<<<<
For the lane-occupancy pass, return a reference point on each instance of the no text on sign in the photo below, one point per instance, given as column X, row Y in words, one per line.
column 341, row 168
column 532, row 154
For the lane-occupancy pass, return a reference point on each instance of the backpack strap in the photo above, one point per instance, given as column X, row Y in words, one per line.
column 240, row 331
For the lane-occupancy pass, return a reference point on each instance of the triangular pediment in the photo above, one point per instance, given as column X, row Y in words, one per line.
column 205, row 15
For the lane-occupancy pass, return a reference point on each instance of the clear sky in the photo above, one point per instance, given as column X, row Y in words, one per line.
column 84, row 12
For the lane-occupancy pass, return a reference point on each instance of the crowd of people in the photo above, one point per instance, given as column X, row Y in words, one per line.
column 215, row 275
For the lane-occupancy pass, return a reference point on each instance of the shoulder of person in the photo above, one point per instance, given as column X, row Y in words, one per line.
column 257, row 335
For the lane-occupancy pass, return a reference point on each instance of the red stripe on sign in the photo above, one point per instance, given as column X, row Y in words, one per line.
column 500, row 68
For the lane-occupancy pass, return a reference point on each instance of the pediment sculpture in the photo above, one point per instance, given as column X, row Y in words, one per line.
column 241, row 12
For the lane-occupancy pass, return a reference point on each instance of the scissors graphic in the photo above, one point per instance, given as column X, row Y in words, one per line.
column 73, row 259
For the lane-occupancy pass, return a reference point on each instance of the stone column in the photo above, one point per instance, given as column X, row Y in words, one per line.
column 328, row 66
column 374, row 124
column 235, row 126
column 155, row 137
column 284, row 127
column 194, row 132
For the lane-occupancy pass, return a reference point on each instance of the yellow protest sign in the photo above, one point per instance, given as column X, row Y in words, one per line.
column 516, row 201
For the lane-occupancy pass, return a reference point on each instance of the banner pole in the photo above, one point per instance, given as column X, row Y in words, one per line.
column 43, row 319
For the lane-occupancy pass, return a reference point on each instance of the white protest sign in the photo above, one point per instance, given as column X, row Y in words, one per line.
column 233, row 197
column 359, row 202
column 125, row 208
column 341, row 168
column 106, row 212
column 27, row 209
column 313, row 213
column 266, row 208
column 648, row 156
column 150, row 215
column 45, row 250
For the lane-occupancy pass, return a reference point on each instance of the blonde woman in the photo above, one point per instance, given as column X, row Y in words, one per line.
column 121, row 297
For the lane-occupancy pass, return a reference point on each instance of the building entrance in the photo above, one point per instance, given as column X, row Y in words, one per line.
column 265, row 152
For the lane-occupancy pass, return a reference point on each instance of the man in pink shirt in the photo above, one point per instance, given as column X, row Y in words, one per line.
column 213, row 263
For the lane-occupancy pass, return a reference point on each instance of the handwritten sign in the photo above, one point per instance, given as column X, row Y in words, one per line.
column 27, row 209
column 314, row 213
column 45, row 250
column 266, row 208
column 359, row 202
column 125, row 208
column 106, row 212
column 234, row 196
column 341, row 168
>>>>
• _EXERCISE DETAILS_
Reproduce verbatim the part of the listing above that opens with the line containing "of the yellow" and closes with the line containing "column 43, row 319", both of those lines included.

• _FULL ANSWER_
For the lane-occupancy pass, return a reference point on each instance of the yellow protest sign in the photo above, one point per instance, given as column X, row Y in words, one per line.
column 516, row 201
For the lane-occupancy pass, return a reference point on each instance of the banner pole in the photo above, one point per instance, given as column X, row Y in words, one per line.
column 43, row 319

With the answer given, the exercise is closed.